Passage shown:
■ ■ ■ ■
Because you've had no other
that shows you anything different.
So, do you think that if you was
to see someone that looks like me
again that you're going
to be functioning
in exactly the same way?
Possibly not.
And that's the way
that the brain works.
So, when we're talking about young
people that are involved in violence
and gun crime, we have to start
looking at it
a little bit different.
We can't negate poverty,
we can't negate lack of opportunity.
Because if we don't engage
the problem, and we just lock them
up and we just disassociate
ourselves with those individuals,
it might come to your doorstep.
Back then, everybody
wanted to be the man.
Nobody wanted to show weakness.
Nobody wanted to admit
that there was mental health
issues creeping in.
It's just bad behaviour
from start to finish
and it turns you into a nasty,
horrible person.
Because you're always right
and no-one can always be right.
And people love you because
they're scared of you.
That's not love.
You understand?
JINNIE: So, what I'd like to do now,
I'd like you to think
about a memory.
Like a sort of scene
or a moment that still sticks
with you before you actually
picked up the gun.
So, if we made this scene, if we
were to take a still photograph
of this scene,
there would be your friend...
Yeah. ..dead. Yeah.
Do you mind lying on the floor?
I hope it's clean.
So do I!
I don't know that I've got any...
Front or back? Head that way.
Yeah. Now... OK.
Back, legs like that.
Who else is in this scene, Darryl?
There's... assistants.
It was in a bakery.
OK, so this is in a bakery. Yeah.
He's on the bakery floor. Yeah.
And there's some horrified
shop assistants?
Yeah, yeah. Yeah?
All right. And...
It's OK.
What's going on for you?
We've all seen our friends killed.
You've seen your friends killed?
Yeah. So it's not...
You remember it? Huh? OK.
She's very quiet.
But she notices everything.
It's like, even when she was little,
I could change a photo in a frame
and I had one, it was a tiny
little picture frame,
which I'd swapped her photo in.
And her dad brought her back
and she noticed straight away.
No-one else did.
That's Ishfaq and that's Aneesah.
She was about 17 months here.
16, 17 months.
I just love that photo.
I can remember him
dropping me and Aneesah off.
I come up the stairs.
Looked out the window and whereas,
before, he'd just speed off.
And he wasn't... He was sat there.
And I can remember coming
in and my home phone was ringing.
And it was my friend, Melanie,
on the phone.
And I actually said to her,
"He's looked at us like he's never
going to see us again."
I just had this horrible feeling.
And she was, like,
"Oh, don't be stupid."
And then I thought nothing of it,
phoning him up in the evening.
And it was a cold night.
So, I told him to wrap up
and everything.
And that was the last time
I spoke to him.
Do you know whether or not
you've just killed? No. No.
We've just shot him. We don't know.
Like, wound him.
Until we looked at the teletext
or the news the next day.
Or we hear it from word of mouth.
On the street.
Do you not send someone
back to find out? Why? Hell, no!
What's the point?
You can't...
This is what I believe, yeah?
These things...
..these things talk to you.
You cannot have this
in your possession,
even a normal person, just being
aware of the power it has,
go somewhere and be rational
with any kind of reasoning.
It's impossible.
So, if you're coming
off a council estate and...
From a background where you feel
like you're weak and then you pick
up one of these. No, to you...
■ ■ ■ ■
Source records:
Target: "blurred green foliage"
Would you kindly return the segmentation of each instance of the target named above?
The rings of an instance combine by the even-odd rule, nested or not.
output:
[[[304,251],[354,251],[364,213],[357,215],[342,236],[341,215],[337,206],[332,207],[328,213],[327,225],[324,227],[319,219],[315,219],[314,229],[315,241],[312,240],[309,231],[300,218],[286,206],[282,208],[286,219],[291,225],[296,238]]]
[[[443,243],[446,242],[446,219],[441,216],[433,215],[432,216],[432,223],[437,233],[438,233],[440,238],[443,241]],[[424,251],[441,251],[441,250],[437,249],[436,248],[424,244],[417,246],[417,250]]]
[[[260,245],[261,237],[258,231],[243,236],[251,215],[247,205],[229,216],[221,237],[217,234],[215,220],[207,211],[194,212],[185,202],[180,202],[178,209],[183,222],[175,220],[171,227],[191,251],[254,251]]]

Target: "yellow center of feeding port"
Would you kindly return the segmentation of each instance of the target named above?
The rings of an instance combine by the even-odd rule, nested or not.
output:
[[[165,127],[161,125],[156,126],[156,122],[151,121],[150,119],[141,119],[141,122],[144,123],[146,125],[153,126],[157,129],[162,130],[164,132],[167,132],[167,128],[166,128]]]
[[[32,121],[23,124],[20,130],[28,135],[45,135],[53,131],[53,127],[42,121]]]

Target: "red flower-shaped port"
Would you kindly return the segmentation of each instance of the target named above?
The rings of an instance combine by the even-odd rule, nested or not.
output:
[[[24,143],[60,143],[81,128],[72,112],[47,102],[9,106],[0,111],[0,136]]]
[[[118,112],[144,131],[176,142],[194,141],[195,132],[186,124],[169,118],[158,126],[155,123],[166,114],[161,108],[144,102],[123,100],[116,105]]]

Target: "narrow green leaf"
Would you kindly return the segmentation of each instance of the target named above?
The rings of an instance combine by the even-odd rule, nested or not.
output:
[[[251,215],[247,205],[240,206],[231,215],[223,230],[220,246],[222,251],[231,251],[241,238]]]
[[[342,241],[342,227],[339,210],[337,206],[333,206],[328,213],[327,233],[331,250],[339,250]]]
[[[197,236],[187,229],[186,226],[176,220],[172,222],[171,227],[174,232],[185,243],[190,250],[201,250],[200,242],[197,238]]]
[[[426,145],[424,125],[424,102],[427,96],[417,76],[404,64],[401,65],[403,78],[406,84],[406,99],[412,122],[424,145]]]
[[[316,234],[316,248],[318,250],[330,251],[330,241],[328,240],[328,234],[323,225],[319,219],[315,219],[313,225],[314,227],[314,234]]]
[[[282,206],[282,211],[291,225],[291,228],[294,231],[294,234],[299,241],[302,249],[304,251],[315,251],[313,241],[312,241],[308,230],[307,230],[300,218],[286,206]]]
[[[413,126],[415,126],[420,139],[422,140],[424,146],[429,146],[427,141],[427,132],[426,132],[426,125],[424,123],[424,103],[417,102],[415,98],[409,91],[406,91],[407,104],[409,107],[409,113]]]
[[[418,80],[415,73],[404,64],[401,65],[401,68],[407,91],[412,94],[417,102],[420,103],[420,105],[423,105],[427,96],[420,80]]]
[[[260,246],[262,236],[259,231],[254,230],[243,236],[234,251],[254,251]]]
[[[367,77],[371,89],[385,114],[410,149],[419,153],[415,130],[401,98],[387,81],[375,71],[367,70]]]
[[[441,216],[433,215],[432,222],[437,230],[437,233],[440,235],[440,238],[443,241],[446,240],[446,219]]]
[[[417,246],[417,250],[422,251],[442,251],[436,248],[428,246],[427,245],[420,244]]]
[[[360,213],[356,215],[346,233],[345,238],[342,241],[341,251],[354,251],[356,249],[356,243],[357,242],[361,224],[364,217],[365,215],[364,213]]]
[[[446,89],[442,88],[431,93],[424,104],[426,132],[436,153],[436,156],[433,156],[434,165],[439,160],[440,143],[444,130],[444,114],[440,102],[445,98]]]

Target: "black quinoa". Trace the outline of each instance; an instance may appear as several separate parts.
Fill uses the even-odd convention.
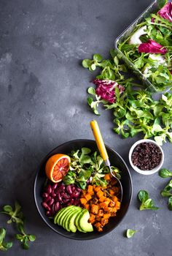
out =
[[[142,143],[136,146],[131,161],[142,170],[150,170],[160,165],[162,159],[160,149],[154,143]]]

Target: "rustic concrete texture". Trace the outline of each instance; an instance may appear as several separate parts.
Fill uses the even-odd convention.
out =
[[[171,212],[160,191],[166,183],[157,174],[131,171],[133,199],[123,222],[109,235],[90,241],[71,241],[43,222],[33,198],[33,184],[42,159],[67,140],[93,138],[95,118],[86,103],[93,78],[80,64],[93,53],[108,57],[114,40],[149,4],[149,0],[1,0],[0,1],[0,204],[17,198],[26,216],[26,230],[36,236],[29,251],[17,242],[6,255],[171,256]],[[98,122],[105,141],[128,161],[140,137],[122,140],[112,132],[112,113]],[[163,146],[171,168],[171,145]],[[138,211],[136,195],[149,190],[161,209]],[[0,216],[7,238],[15,230]],[[127,228],[139,230],[127,239]]]

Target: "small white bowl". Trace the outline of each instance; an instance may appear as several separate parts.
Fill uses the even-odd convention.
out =
[[[136,146],[138,144],[141,144],[141,143],[143,143],[145,142],[146,143],[151,143],[156,145],[160,148],[160,150],[161,151],[161,153],[162,153],[162,158],[161,158],[161,161],[160,161],[160,164],[156,167],[155,167],[154,169],[150,170],[144,170],[139,169],[137,166],[136,166],[133,164],[132,160],[131,160],[132,153],[133,153],[134,148],[136,148]],[[155,140],[148,140],[148,139],[140,140],[136,141],[130,148],[130,150],[129,151],[129,161],[130,161],[131,167],[137,173],[141,173],[141,174],[144,174],[144,175],[150,175],[150,174],[153,174],[153,173],[157,173],[161,168],[161,167],[163,164],[163,162],[164,162],[164,152],[163,152],[162,148],[159,145],[157,145],[157,143]]]

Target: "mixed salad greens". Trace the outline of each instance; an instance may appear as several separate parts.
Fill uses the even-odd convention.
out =
[[[134,34],[119,45],[136,67],[145,71],[145,75],[161,89],[171,86],[172,82],[171,10],[172,3],[166,4],[157,14],[138,24]],[[155,100],[151,91],[125,75],[127,67],[120,56],[113,49],[110,55],[109,59],[103,59],[101,55],[94,54],[93,60],[82,61],[82,66],[90,71],[97,67],[102,69],[93,81],[95,88],[87,90],[90,95],[87,103],[94,113],[99,115],[101,104],[106,110],[112,110],[114,131],[124,138],[142,132],[144,138],[153,138],[159,145],[167,138],[171,143],[171,91]]]
[[[118,48],[158,90],[171,86],[172,3],[136,26]]]
[[[8,224],[15,222],[17,226],[17,230],[20,234],[15,235],[15,238],[20,241],[21,246],[23,249],[28,249],[29,248],[29,241],[34,241],[36,239],[35,236],[29,234],[27,235],[24,231],[24,221],[25,217],[21,211],[21,206],[17,201],[15,203],[15,208],[9,205],[4,206],[1,214],[4,214],[9,217],[9,219],[7,221]],[[6,230],[4,228],[0,229],[0,250],[7,251],[9,248],[12,247],[12,242],[5,243],[4,241],[6,235]]]
[[[109,169],[97,151],[91,153],[90,148],[82,148],[81,150],[72,151],[70,157],[70,168],[63,178],[66,185],[76,184],[82,189],[85,189],[88,183],[106,187],[107,181],[103,177],[106,173],[109,173]],[[117,177],[120,178],[119,169],[113,166],[112,169]]]
[[[112,110],[114,132],[124,138],[142,132],[144,138],[154,138],[159,145],[166,138],[172,142],[171,93],[166,92],[159,100],[155,100],[150,91],[136,89],[132,78],[124,80],[120,73],[122,67],[124,70],[122,64],[119,64],[120,61],[114,50],[110,53],[111,59],[105,60],[106,66],[103,66],[101,75],[93,80],[95,89],[90,87],[87,90],[90,95],[87,102],[94,113],[99,115],[100,104],[106,110]],[[99,64],[95,66],[102,68]]]

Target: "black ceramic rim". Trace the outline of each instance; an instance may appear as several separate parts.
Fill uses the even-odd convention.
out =
[[[125,162],[124,161],[124,159],[122,158],[122,157],[117,153],[116,152],[114,149],[112,149],[111,147],[109,147],[109,146],[106,145],[105,144],[105,146],[106,148],[108,148],[109,151],[112,151],[112,152],[114,152],[120,158],[120,159],[122,160],[122,162],[124,163],[125,167],[126,167],[126,170],[128,173],[128,175],[129,175],[129,177],[130,177],[130,200],[129,200],[129,203],[128,203],[128,209],[126,210],[126,212],[125,213],[124,216],[122,217],[122,218],[119,221],[119,222],[117,224],[117,225],[112,230],[109,230],[109,231],[107,231],[106,233],[103,233],[103,232],[102,232],[101,233],[98,234],[98,236],[95,236],[95,237],[90,237],[90,238],[74,238],[74,237],[69,237],[68,236],[66,236],[64,234],[61,234],[58,231],[57,231],[53,227],[52,227],[47,222],[47,219],[44,218],[44,217],[42,214],[42,213],[40,212],[39,211],[39,206],[38,206],[38,204],[37,204],[37,200],[36,200],[36,182],[37,182],[37,178],[38,178],[38,175],[39,175],[39,172],[40,170],[40,167],[42,166],[42,163],[44,162],[44,159],[47,158],[47,157],[50,154],[51,154],[51,153],[52,153],[55,149],[57,149],[58,147],[60,146],[65,146],[65,145],[67,145],[69,143],[74,143],[76,142],[85,142],[85,143],[89,143],[89,142],[94,142],[95,143],[95,141],[93,140],[85,140],[85,139],[79,139],[79,140],[70,140],[70,141],[68,141],[68,142],[66,142],[64,143],[62,143],[60,145],[59,145],[58,146],[54,148],[50,153],[48,153],[44,157],[44,159],[42,159],[41,164],[39,165],[39,169],[36,175],[36,177],[35,177],[35,181],[34,181],[34,201],[35,201],[35,204],[36,204],[36,208],[38,210],[38,212],[39,214],[39,215],[41,216],[41,217],[43,219],[43,220],[44,221],[44,222],[53,230],[55,231],[55,233],[57,233],[58,235],[60,236],[62,236],[66,238],[69,238],[69,239],[73,239],[73,240],[78,240],[78,241],[86,241],[86,240],[93,240],[93,239],[97,239],[97,238],[99,238],[100,237],[102,237],[103,236],[106,236],[107,235],[108,233],[109,233],[110,232],[112,232],[114,228],[116,228],[119,224],[124,219],[125,217],[126,216],[128,211],[128,209],[129,209],[129,207],[130,207],[130,203],[131,203],[131,200],[132,200],[132,196],[133,196],[133,182],[132,182],[132,178],[131,178],[131,176],[130,176],[130,171],[129,171],[129,169],[128,167],[128,165],[127,164],[125,163]]]

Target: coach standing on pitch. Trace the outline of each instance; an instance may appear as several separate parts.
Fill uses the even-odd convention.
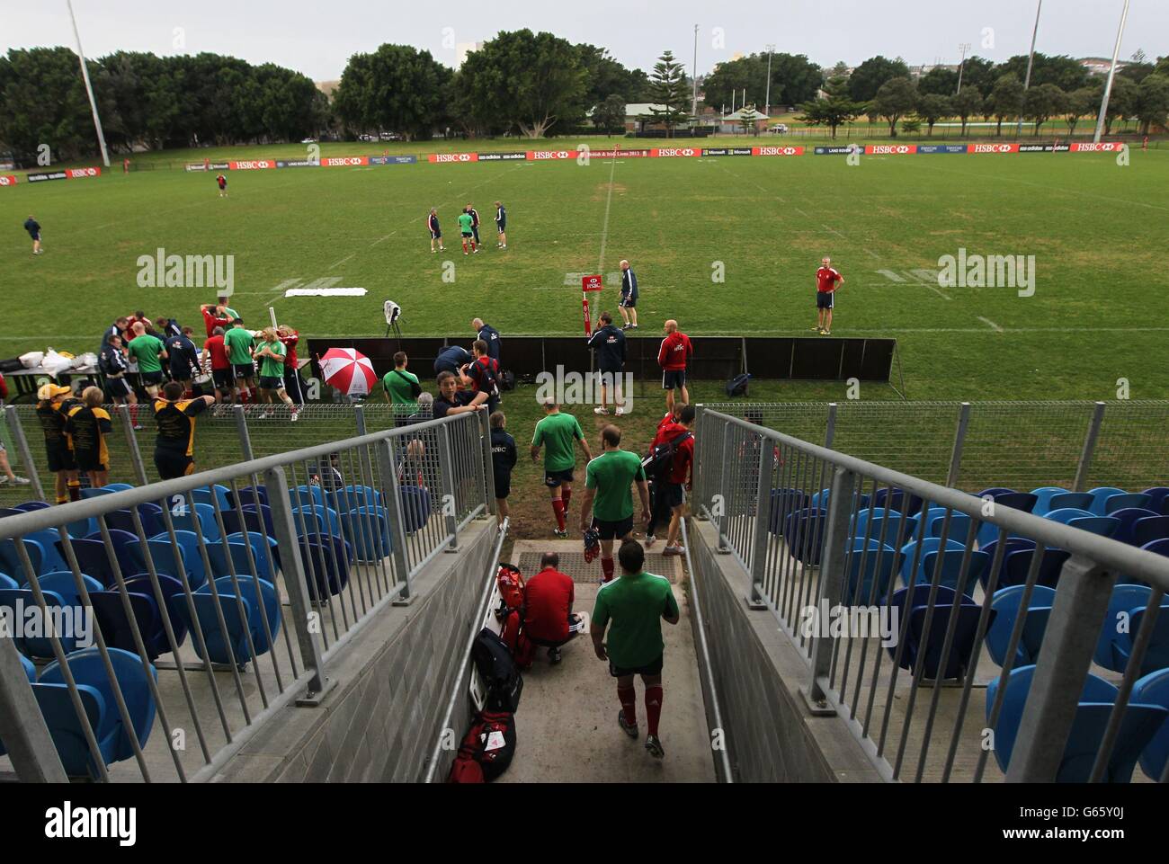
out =
[[[621,300],[617,307],[625,319],[622,330],[637,330],[637,276],[624,258],[621,261]]]
[[[816,310],[819,316],[812,330],[821,336],[832,334],[832,306],[836,305],[836,289],[844,284],[844,277],[832,267],[832,260],[826,255],[819,262],[816,271]]]

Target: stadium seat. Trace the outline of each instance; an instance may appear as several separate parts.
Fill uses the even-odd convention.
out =
[[[134,751],[130,735],[137,738],[140,747],[145,746],[154,725],[154,697],[147,684],[141,658],[137,654],[117,648],[109,649],[108,654],[110,664],[113,666],[115,678],[122,691],[122,698],[125,700],[131,728],[123,725],[122,713],[113,696],[113,685],[105,673],[105,665],[98,649],[90,648],[71,654],[68,657],[68,663],[69,671],[78,687],[87,687],[91,694],[98,697],[92,704],[87,704],[87,716],[90,717],[90,724],[94,726],[94,737],[98,741],[102,758],[106,765],[110,765],[133,758]],[[158,679],[154,666],[150,668],[150,673],[154,676],[155,680]],[[64,675],[58,663],[50,663],[41,671],[41,677],[34,685],[34,690],[39,691],[44,685],[58,685],[51,691],[46,691],[44,698],[42,698],[41,692],[37,692],[37,703],[41,705],[41,713],[46,716],[46,721],[49,723],[50,717],[53,718],[53,723],[49,723],[49,731],[53,733],[57,753],[61,754],[65,774],[97,776],[69,693],[63,690],[65,686]],[[49,692],[51,696],[48,694]],[[90,713],[94,705],[97,707],[96,717]]]
[[[379,561],[393,549],[385,507],[358,507],[341,513],[341,532],[358,561]]]
[[[1092,659],[1097,665],[1111,669],[1114,672],[1123,672],[1125,664],[1118,662],[1119,656],[1128,656],[1133,644],[1133,636],[1136,629],[1133,627],[1132,610],[1143,609],[1149,604],[1153,589],[1143,585],[1118,585],[1112,589],[1108,599],[1108,611],[1105,615],[1104,624],[1100,628],[1100,636],[1097,638],[1095,651]],[[1158,615],[1158,618],[1164,615]],[[1121,633],[1122,630],[1127,633]],[[1120,647],[1119,651],[1116,647]]]
[[[1035,583],[1054,588],[1059,585],[1059,576],[1064,572],[1064,564],[1071,557],[1071,553],[1064,549],[1044,549]],[[1025,585],[1028,574],[1031,572],[1031,560],[1033,558],[1033,548],[1008,552],[1003,559],[1003,572],[998,576],[998,587],[1005,588],[1011,585]]]
[[[238,595],[236,595],[238,585]],[[255,659],[271,649],[268,641],[268,633],[272,638],[281,629],[281,603],[276,586],[263,579],[256,580],[251,576],[237,576],[233,582],[230,576],[221,576],[215,580],[215,592],[219,595],[219,610],[222,611],[227,629],[222,629],[219,623],[219,611],[216,610],[216,597],[212,594],[212,583],[208,582],[194,594],[195,611],[198,623],[202,631],[206,655],[200,648],[199,640],[194,640],[195,652],[206,657],[212,663],[231,664],[243,668],[249,661]],[[186,597],[174,602],[175,610],[188,616],[189,611]],[[268,623],[265,633],[264,622]],[[187,618],[187,627],[193,627],[195,622]],[[248,641],[251,641],[251,648]],[[253,651],[251,649],[255,649]]]
[[[1005,665],[1007,649],[1011,644],[1011,634],[1015,631],[1015,622],[1018,621],[1019,609],[1023,602],[1022,585],[1012,585],[1008,588],[999,588],[990,600],[990,608],[995,610],[995,623],[987,630],[987,654],[996,665]],[[1056,602],[1056,589],[1037,585],[1031,590],[1028,601],[1026,621],[1023,622],[1023,634],[1015,649],[1015,663],[1012,669],[1031,665],[1039,656],[1039,645],[1043,643],[1043,634],[1047,629],[1047,618],[1051,615],[1051,606]]]
[[[1088,495],[1092,496],[1092,504],[1084,507],[1085,510],[1091,510],[1092,516],[1108,516],[1105,511],[1105,503],[1112,498],[1114,495],[1127,495],[1123,489],[1116,489],[1116,486],[1097,486],[1095,489],[1090,489]]]
[[[998,714],[998,723],[994,727],[995,759],[1003,773],[1010,765],[1019,721],[1023,719],[1023,707],[1026,704],[1033,677],[1035,666],[1031,665],[1012,669],[1007,679],[1007,693],[1002,711]],[[1118,693],[1116,687],[1102,678],[1094,675],[1087,676],[1067,745],[1064,748],[1063,761],[1056,772],[1056,782],[1082,783],[1088,780]],[[987,684],[988,720],[997,694],[998,678],[992,678]],[[1148,742],[1153,740],[1165,717],[1169,717],[1169,711],[1160,705],[1129,703],[1120,724],[1120,734],[1116,735],[1115,747],[1113,747],[1105,769],[1105,782],[1127,783],[1132,779],[1137,758]]]
[[[1043,516],[1049,510],[1051,510],[1051,499],[1053,496],[1063,495],[1068,490],[1061,489],[1059,486],[1039,486],[1038,489],[1032,489],[1031,495],[1035,496],[1035,507],[1031,510],[1036,516]]]
[[[773,489],[772,504],[768,511],[767,530],[773,534],[782,534],[781,520],[797,510],[808,506],[808,496],[798,489]]]
[[[1113,519],[1111,516],[1081,516],[1079,519],[1072,519],[1067,525],[1080,531],[1091,531],[1100,537],[1112,537],[1120,530],[1120,520]]]
[[[844,586],[844,606],[883,606],[888,599],[888,586],[897,565],[897,549],[877,540],[855,539],[851,545],[849,580]],[[874,583],[876,582],[876,587]]]
[[[929,617],[931,590],[933,590],[931,586],[918,585],[913,588],[899,588],[893,594],[892,606],[900,609],[902,615],[907,614],[909,618],[900,666],[913,670],[920,657],[922,678],[928,680],[962,678],[971,665],[970,654],[974,650],[982,607],[952,588],[939,586],[933,616]],[[943,657],[942,649],[946,645],[946,631],[952,614],[956,614],[959,618],[949,654]],[[929,634],[924,640],[927,617],[929,617]],[[994,623],[994,617],[995,614],[991,611],[988,624]],[[897,645],[887,645],[886,650],[891,657],[897,657]],[[977,663],[976,657],[974,663]]]
[[[1161,669],[1133,684],[1129,701],[1160,705],[1169,710],[1169,669]],[[1161,780],[1169,760],[1169,720],[1161,724],[1153,740],[1141,752],[1141,770],[1149,780]]]

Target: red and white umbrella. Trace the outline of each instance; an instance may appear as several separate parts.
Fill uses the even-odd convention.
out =
[[[353,348],[330,348],[320,358],[325,383],[347,396],[368,395],[378,381],[369,358]]]

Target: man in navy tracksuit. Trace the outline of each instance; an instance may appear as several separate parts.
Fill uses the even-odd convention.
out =
[[[594,414],[608,414],[606,389],[613,382],[613,407],[621,415],[621,375],[625,367],[625,334],[613,326],[613,316],[601,312],[601,329],[589,337],[588,346],[596,352],[596,368],[601,374],[601,406]]]
[[[628,261],[621,262],[621,302],[617,304],[625,319],[622,330],[637,330],[637,277]]]

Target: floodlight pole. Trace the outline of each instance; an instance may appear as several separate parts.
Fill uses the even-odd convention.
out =
[[[1104,98],[1100,99],[1100,116],[1097,117],[1097,131],[1092,137],[1095,144],[1100,143],[1104,133],[1104,120],[1108,113],[1108,97],[1112,96],[1112,80],[1116,74],[1116,58],[1120,56],[1120,40],[1125,36],[1125,20],[1128,18],[1128,0],[1125,0],[1125,9],[1120,13],[1120,29],[1116,32],[1116,46],[1112,49],[1112,65],[1108,67],[1108,81],[1104,85]]]
[[[1126,0],[1127,2],[1128,0]],[[1031,54],[1026,58],[1026,80],[1023,82],[1023,95],[1026,96],[1028,88],[1031,87],[1031,64],[1035,63],[1035,37],[1039,33],[1039,12],[1043,9],[1043,0],[1035,7],[1035,28],[1031,30]],[[1023,134],[1023,112],[1019,112],[1018,122],[1015,125],[1015,137]]]
[[[72,0],[65,0],[69,7],[69,19],[74,26],[74,39],[77,41],[77,60],[81,61],[81,77],[85,82],[85,92],[89,94],[89,106],[94,111],[94,127],[97,130],[97,143],[102,147],[102,161],[105,167],[110,167],[110,153],[105,150],[105,133],[102,131],[102,118],[97,116],[97,99],[94,98],[94,88],[89,83],[89,69],[85,68],[85,53],[81,48],[81,33],[77,30],[77,16],[72,11]]]

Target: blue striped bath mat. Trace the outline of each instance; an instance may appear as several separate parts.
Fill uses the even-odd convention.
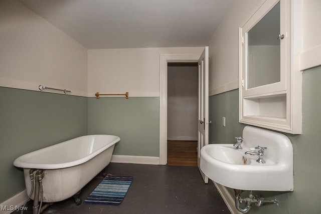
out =
[[[133,179],[108,174],[84,201],[89,204],[118,205],[121,203]]]

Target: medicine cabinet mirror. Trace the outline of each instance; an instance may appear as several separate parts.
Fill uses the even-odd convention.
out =
[[[293,74],[291,0],[263,0],[239,28],[239,121],[301,133]],[[294,83],[298,89],[293,90]]]

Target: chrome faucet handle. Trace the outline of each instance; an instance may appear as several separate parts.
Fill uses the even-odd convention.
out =
[[[242,149],[241,144],[243,142],[243,138],[242,137],[235,137],[235,139],[236,139],[236,142],[233,144],[233,146],[236,146],[235,148],[236,149]]]

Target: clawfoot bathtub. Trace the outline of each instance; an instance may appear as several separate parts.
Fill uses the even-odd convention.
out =
[[[113,135],[83,136],[22,155],[14,165],[24,168],[28,194],[34,191],[30,170],[43,170],[42,201],[60,201],[79,192],[109,163],[119,140]]]

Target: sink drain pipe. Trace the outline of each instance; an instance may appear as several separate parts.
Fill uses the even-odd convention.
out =
[[[260,197],[257,195],[253,195],[252,194],[252,191],[250,192],[249,197],[242,199],[241,197],[241,193],[245,190],[235,189],[234,189],[234,193],[235,194],[235,207],[237,210],[241,212],[247,212],[251,208],[251,203],[254,203],[256,206],[260,206],[264,203],[276,203],[278,205],[277,203],[277,200],[276,200],[276,199],[274,199],[274,200],[266,200],[262,197]],[[242,203],[242,201],[244,201],[245,202],[245,207],[244,208],[242,208],[240,206],[240,204]]]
■ ■ ■ ■
What is asked:
• A. Pick out each line in the records that contains the word "black".
• B. Carry on the transcript about young people and gun crime, starting right after its final line.

Response list:
• A.
Target: "black quinoa". Trace the outline of each instance; an instance may appear as several separate parts.
Target: "black ceramic rim". Trace the outline of each instance; an instance may appear as several separate parts.

• B.
He just said no, but what you've
heard is,
"You're worthless, you mean nothing,
you're not important."
And it's a stage.
You know what I mean? You get...
Like, when you're on the streets,
you're on a stage.
So, everybody's watching along,
so that kind of incident there,
one thing like that,
the audience is like,
"Oh, he's not actually the real
That just brings other things up.
So, weakness, it's not...
Under no circumstances,
in that world, would you allow
yourself to be perceived
as being a weak person.
I woke up to get Aneesah a bottle
and he wasn't there.
And I thought, "Oh, OK."
And then within five minutes,
my phone was ringing
and that was when his dad phoned me
to tell me what had happened.
It was the fact that
he wouldn't see Aneesah grow up.
Because all the things he wanted
to do, her first day
at school, taking her.
You know. It's hard.
Because I can remember him saying
he wanted to pick her up.
He was going to get this BMW,
so the kids could see her getting
in this posh car and everything.
It's all gone.
All because of one bullet.
She obviously has no memory
of anything, being 18 months.
I think she's quite sentimental
when it comes to her dad.
Like, we'll talk about stuff, but...
..that side of it...
..I think it's because she doesn't
understand anything.
And, plus, when he died,
"It's Ishfaq's daughter"
and everyone was grabbing her.
She didn't understand
what was going on
and she went a bit within herself.
She doesn't say much.
But she gets emotional over it.
And she misses having a dad.
You know, because they've both
missed out, really.
NEWSREADER: 30 years each
for the gang of six who shot dead
a nightclub doorman.
He was killed simply
because he refused them entry.
The investigation into the murder
of Ishfaq Ahmed was a tremendous
piece of policing work it involves
detectives from the then murder
investigation unit,
working with the local police
and the local community,
to bring six notorious criminals
from the Johnson Crew to justice.
However, we didn't recover Gun 6.
# In my life seen trouble
# Hustle on the double
# Silence on the trigger
like my pit got a muzzle
# I only love this paper,
bad boy stay... #
Where are you?
Man wanted one of them, you know?
I'm going to
All right, see you.
We're trapped in the hood, innit?
Just how you live, innit?
Everyone's in a race,
watching each other.
It's a competition.
It's like you've got opponents.
So, when you've got people
what are trying to beat you
and things, you've just got
to watch your back,
because people get jealous
out here, innit?
That's what people do
when they can't win, really.
And you just want to get out
and leave this behind?
Yeah, everyone does.
If people told you that
they don't want to do that,
then they'll be lying. I'll tell you
that now.
Everyone wants to live the better
But I'm stuck here, for now, innit?
I'm still living, though.
Oh, that's me, there.
My dad was a happy person.
Liked fashion, liked to dress well.
As soon as he smiled,
it's like he gleamed up the whole
of the room - it's like it was
a light, his smile was.
Five years old, my dad
started taking me to football.
Got into a team and that.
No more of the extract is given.